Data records
════════════════════
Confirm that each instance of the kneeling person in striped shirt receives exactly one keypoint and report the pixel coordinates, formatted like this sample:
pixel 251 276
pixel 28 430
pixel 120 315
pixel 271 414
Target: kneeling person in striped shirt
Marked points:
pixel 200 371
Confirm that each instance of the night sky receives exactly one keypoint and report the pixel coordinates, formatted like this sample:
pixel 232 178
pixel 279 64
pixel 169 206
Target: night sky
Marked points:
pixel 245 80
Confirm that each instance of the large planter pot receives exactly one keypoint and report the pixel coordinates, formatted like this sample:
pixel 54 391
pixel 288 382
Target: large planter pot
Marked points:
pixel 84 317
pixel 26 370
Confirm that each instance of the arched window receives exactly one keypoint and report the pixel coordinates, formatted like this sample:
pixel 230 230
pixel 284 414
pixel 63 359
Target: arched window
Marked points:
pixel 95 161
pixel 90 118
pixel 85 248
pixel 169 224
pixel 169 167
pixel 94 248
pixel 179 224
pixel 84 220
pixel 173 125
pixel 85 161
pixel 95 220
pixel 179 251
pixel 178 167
════════════════════
WORK REQUIRED: Please make your reply exactly the lines from the one containing "pixel 230 230" through the end of the entries above, and nothing more.

SOLUTION FOR THIS EXERCISE:
pixel 230 230
pixel 284 414
pixel 63 359
Target: arched window
Marked points:
pixel 95 161
pixel 90 118
pixel 85 248
pixel 169 224
pixel 169 167
pixel 94 248
pixel 179 224
pixel 84 220
pixel 173 125
pixel 85 161
pixel 95 220
pixel 179 251
pixel 178 167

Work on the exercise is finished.